[Stored data entries]
BEGIN
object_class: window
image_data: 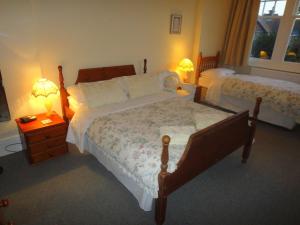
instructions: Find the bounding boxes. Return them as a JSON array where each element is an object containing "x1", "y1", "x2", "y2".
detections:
[
  {"x1": 251, "y1": 0, "x2": 287, "y2": 60},
  {"x1": 285, "y1": 19, "x2": 300, "y2": 63},
  {"x1": 249, "y1": 0, "x2": 300, "y2": 72}
]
END
**What is expected**. Copy the data word for word, no pictures.

**Response area**.
object_class: window
image_data: 
instructions: Find the bounding boxes. Return them as a JSON array where each element is an object containing "x1", "y1", "x2", "y2".
detections:
[
  {"x1": 251, "y1": 0, "x2": 287, "y2": 60},
  {"x1": 285, "y1": 19, "x2": 300, "y2": 63},
  {"x1": 249, "y1": 0, "x2": 300, "y2": 72}
]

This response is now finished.